Extrait:
+-------+

Quand un bâtiment est aimé par le public

Construire est toujours une affaire publique. C’est pourquoi nous concevons des lois, des règlements et des normes de construction qui sont censés garantir des constructions règlementées. L’affirmation selon laquelle l’architecture améliore l’environnement au lieu de le détruire, ou, comme l’a dit Luigi Snozzi, que l’architecture doit profiter à la société, s’avère trop souvent être un voeu pieux face au boom de la construction que nous vivons actuellement.

L’immense développement urbain de ces dernières décennies ne s’est pas arrêté aux périphéries des villes. Il a touché aussi les zones rurales. Il est désolant de voir des centres de villages autrefois intacts se transformer en agglomérations dépourvues de caractère et d’échelle. Les meilleurs règlements et normes n’y changent rien. Il s’agit d’encourager et d’exiger l’art de bien construire dans la campagne. La construction à la campagne est encore souvent entre les mains de promoteurs immobiliers qui, bien introduits dans la politique locale, donnent plus d’importance à un meilleur rendement qu’à une bonne architecture. Dans les villes, on est de plus en plus conscient que les rares terrains restants et le contexte bâti doivent être traités avec soin. La culture du bâti fait désormais partie du programme politique de l’urbanisme. La construction doit également générer une valeur ajoutée pour la société. Et c’est ce que réclame à juste titre le peuple d’aujourd’hui. Des espaces libres accessibles au public et bien conçus sont reconnus comme un besoin fondamental qui est de plus en plus pris en compte.

Il n’y a rien de mieux pour une compréhension générale de la culture du bâtiment que de bons bâtiments. C’est pourquoi le secteur public a un rôle de pionnier à jouer dans ses projets de construction. Le système suisse d’appels d’offres publics, avec sa pratique de concours bien établie, mérite une mention à cet égard. C’est ce qui permet d’obtenir la bonne qualité des bâtiments publics. Dans ce domaine, les zones urbaines sont en avance sur les zones rurales.

+-------+

Données brutes:

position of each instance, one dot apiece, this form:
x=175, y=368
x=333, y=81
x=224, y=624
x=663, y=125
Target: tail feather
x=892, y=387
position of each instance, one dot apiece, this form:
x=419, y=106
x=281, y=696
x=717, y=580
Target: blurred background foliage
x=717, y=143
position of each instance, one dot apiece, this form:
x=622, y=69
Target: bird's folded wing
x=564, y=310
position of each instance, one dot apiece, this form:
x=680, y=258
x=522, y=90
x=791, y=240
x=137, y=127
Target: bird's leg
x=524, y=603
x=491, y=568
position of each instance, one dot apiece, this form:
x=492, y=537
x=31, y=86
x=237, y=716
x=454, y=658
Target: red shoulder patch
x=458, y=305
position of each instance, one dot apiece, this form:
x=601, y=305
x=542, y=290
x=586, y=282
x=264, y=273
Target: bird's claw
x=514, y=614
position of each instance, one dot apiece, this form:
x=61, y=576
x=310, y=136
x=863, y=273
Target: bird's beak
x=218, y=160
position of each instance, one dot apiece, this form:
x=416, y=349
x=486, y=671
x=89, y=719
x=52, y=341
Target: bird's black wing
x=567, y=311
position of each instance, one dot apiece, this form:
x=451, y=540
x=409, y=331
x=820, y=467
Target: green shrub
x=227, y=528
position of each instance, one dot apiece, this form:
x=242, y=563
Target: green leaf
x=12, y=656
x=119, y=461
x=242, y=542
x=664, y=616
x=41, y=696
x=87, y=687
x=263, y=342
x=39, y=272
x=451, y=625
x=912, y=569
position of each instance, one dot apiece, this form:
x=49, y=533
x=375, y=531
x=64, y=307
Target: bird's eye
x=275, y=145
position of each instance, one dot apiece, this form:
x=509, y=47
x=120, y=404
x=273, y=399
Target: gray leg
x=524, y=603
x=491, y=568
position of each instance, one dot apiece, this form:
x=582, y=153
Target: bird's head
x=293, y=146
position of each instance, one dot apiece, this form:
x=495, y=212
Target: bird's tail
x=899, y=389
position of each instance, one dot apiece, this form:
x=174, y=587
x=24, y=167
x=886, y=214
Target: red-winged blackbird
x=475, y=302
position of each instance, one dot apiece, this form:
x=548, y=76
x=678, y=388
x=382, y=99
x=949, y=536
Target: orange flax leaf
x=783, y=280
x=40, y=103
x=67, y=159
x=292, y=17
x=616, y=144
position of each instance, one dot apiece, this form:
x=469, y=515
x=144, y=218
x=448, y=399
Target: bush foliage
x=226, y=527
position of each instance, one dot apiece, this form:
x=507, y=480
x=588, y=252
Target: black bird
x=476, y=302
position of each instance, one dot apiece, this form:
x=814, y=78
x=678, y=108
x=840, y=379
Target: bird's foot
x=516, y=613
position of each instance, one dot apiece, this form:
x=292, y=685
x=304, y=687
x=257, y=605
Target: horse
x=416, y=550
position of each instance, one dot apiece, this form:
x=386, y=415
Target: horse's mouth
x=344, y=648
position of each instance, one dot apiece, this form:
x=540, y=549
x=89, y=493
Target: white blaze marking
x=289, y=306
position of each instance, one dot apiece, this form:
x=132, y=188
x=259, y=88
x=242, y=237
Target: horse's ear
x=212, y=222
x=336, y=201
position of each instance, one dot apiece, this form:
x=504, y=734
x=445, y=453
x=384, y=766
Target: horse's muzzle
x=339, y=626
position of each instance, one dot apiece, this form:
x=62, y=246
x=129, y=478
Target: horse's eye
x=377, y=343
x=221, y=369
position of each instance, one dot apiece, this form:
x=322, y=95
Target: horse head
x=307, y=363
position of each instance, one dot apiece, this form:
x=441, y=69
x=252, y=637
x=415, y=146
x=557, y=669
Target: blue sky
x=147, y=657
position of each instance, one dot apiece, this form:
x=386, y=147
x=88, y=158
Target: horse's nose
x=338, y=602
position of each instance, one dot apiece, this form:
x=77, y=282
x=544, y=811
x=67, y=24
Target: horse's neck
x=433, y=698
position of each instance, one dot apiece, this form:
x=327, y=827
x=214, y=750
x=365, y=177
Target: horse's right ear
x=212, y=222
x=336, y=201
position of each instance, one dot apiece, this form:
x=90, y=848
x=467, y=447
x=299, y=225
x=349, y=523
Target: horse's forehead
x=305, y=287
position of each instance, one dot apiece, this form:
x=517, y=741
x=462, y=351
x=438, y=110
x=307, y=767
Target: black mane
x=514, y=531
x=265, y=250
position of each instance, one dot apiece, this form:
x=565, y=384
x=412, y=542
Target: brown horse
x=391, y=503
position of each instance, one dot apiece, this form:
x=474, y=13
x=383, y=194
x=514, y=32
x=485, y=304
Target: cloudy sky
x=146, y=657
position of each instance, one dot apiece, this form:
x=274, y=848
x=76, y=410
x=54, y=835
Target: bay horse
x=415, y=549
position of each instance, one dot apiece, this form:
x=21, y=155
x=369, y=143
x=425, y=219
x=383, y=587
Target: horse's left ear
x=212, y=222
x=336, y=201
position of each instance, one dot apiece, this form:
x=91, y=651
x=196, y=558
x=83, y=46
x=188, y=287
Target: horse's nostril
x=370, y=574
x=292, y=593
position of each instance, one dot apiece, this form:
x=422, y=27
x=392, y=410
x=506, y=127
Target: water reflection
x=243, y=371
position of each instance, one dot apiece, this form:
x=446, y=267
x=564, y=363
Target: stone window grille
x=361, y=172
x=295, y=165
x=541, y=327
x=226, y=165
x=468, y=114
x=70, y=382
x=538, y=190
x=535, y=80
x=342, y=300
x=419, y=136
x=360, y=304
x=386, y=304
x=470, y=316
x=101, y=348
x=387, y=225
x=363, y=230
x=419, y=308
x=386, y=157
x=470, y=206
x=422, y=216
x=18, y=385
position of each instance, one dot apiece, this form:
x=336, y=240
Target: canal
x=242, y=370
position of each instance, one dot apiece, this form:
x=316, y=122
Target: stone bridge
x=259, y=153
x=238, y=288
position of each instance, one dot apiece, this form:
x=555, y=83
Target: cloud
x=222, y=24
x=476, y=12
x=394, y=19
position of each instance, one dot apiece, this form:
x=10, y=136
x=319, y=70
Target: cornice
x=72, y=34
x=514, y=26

+-------+

Problèmes à traiter:
**a.** Restituez le passage de l'extrait qui commence par « Il n’y a rien » et se poursuit jusqu'à « sur les zones rurales. », sans aucune modification.
**b.** D'après l'extrait, entre les mains de qui la construction à la campagne se trouve-t-elle encore souvent ?

Jeu de réponses:
**a.**
Il n’y a rien de mieux pour une compréhension générale de la culture du bâtiment que de bons bâtiments. C’est pourquoi le secteur public a un rôle de pionnier à jouer dans ses projets de construction. Le système suisse d’appels d’offres publics, avec sa pratique de concours bien établie, mérite une mention à cet égard. C’est ce qui permet d’obtenir la bonne qualité des bâtiments publics. Dans ce domaine, les zones urbaines sont en avance sur les zones rurales.

**b.** De promoteurs immobiliers bien introduits dans la politique locale.